- Exercise details:
Your job with the data below is to output exactly the lines from the one holding "Target: man in khaki uniform" down to the one holding "Might I ask you to indicate the fluorescent", both included, and no others.

- Data extracts:
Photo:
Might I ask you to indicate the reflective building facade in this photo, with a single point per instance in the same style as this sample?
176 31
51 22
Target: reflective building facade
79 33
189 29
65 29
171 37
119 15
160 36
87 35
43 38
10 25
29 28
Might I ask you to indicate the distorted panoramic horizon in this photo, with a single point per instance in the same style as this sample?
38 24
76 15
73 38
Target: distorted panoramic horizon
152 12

--

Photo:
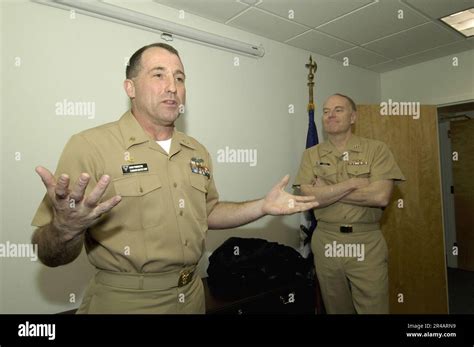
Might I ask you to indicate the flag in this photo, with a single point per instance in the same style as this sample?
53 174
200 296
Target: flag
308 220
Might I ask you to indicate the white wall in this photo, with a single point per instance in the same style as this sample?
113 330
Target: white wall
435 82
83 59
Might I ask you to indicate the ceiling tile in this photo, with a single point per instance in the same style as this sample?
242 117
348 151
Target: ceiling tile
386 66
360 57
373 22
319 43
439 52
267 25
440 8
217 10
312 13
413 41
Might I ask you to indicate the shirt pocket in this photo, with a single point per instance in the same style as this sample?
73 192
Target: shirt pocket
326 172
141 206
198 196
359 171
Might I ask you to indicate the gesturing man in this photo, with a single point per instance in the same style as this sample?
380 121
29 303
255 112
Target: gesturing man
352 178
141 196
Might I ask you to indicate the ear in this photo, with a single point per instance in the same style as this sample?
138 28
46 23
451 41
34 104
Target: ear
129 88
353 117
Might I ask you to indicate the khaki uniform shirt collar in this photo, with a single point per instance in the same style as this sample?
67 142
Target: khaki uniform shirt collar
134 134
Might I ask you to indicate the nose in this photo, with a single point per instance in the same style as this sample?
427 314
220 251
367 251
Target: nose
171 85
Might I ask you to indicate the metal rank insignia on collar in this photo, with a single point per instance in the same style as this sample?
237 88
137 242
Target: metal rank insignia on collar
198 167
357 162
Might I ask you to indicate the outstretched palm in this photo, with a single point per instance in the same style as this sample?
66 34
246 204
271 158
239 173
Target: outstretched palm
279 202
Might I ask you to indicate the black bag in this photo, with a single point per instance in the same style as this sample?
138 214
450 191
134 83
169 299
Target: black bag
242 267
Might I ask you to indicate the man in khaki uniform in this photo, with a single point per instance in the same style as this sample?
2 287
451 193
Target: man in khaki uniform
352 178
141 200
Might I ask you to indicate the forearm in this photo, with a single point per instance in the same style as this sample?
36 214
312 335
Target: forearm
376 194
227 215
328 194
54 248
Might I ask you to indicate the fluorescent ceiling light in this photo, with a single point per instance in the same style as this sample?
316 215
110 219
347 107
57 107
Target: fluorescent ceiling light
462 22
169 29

- Task answer:
Target: man in khaki uniform
352 178
141 200
Might I ask you to indicate the forearm in this photo, with a single point per instance in the same style as this sample?
36 214
312 335
Target: forearm
376 194
227 215
328 194
54 248
Might I ask you to indicate the fluorescent ceiling light in this photo, with a single point per instance in the same style as this sample?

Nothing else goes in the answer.